■ Short problem ■
Count the lines below that contain the string "Target", where uppercase and lowercase letters are treated as different. Give only the number.

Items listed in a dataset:
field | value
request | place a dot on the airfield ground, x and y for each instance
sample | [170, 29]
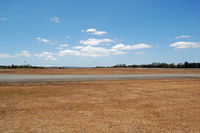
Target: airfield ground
[97, 71]
[167, 105]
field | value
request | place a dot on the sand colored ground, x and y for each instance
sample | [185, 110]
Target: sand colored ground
[101, 106]
[96, 71]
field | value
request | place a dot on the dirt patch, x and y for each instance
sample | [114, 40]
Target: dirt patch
[101, 106]
[98, 71]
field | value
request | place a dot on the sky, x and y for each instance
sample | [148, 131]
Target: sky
[87, 33]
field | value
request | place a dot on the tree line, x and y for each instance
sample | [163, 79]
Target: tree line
[156, 65]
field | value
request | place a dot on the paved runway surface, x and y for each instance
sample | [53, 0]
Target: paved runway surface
[33, 78]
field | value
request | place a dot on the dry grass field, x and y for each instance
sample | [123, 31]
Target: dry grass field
[97, 71]
[142, 106]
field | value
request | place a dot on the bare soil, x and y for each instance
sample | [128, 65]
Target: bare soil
[97, 71]
[142, 106]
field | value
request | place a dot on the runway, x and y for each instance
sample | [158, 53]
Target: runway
[38, 78]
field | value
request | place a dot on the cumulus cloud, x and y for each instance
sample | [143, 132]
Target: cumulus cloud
[3, 19]
[182, 36]
[5, 56]
[94, 41]
[131, 47]
[140, 53]
[183, 45]
[68, 52]
[94, 31]
[62, 46]
[46, 55]
[42, 40]
[94, 51]
[55, 19]
[23, 53]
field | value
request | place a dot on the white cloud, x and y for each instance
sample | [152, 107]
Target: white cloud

■ Output of the exercise ■
11